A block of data
— Begin —

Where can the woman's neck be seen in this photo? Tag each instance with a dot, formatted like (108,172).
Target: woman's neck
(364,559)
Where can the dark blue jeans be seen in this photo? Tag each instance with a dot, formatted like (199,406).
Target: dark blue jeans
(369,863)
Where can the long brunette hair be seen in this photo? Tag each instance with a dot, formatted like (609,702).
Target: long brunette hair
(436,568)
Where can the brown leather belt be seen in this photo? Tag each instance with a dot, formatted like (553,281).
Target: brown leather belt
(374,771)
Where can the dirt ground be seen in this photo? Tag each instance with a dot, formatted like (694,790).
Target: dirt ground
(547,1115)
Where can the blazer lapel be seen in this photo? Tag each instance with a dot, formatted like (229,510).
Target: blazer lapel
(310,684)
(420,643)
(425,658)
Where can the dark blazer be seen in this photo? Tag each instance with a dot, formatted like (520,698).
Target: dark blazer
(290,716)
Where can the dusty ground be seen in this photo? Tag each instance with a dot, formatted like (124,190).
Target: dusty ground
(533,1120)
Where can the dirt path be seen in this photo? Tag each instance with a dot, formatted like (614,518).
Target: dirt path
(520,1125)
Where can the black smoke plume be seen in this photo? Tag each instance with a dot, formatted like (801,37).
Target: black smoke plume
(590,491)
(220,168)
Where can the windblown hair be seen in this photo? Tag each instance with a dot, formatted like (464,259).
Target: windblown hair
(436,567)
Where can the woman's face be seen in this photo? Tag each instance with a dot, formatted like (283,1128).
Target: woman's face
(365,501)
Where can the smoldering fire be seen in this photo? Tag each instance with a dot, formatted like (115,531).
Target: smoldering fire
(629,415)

— End —

What needs to be done: Exactly reproduce the lines that run from the line with "Where can the dark blue" through the last line of the records, inclusive.

Exercise response:
Where can the dark blue jeans be seen in this photo? Tag each instance with a dot, formatted like (199,406).
Target: dark blue jeans
(369,863)
Where can the long brunette hair be seen in this photo? Tag each instance with a dot, formatted like (609,702).
Target: long brunette hair
(436,568)
Where can the brown leather belt be seen in this photo? Tag each instance with a dot, formatted like (553,281).
Target: brown leather belt
(374,771)
Where can the dirt ground be seen in this photo? Tag each instance with a dot, formatted like (694,790).
Target: dirt ground
(547,1115)
Where can the blazer lapel be seen in this photo? Tag each instance with a dot, formatted like (229,510).
Target: blazer lapel
(310,684)
(420,643)
(425,658)
Where can the dark blazer be seen in this photo? Tag each instance with a dot, formatted like (520,698).
Target: dark blazer
(290,716)
Where can the dusty ground be seen in this photo? Tag each instance with a dot, formatted like (124,190).
Target: dusty ground
(533,1120)
Where can the dirt path be seen in this photo? Tag each instance with a dot, formatted like (614,518).
Target: dirt path
(520,1125)
Where can the black smoke plume be seen in this photo? Tag each instance with a dot, formatted like (801,37).
Target: black smoke plume
(590,491)
(220,168)
Where can the windblown hair be seen in this photo? Tag each instance with a dot, formatted like (464,259).
Target: windblown hair
(436,567)
Where can the woman's face be seen in this photo? Tag each instance with a dot, formatted like (283,1128).
Target: woman's face
(365,501)
Where can the smoldering fire be seen in this photo? Tag each instance with a dot, formatted like (115,531).
Target: smoldering fire
(629,415)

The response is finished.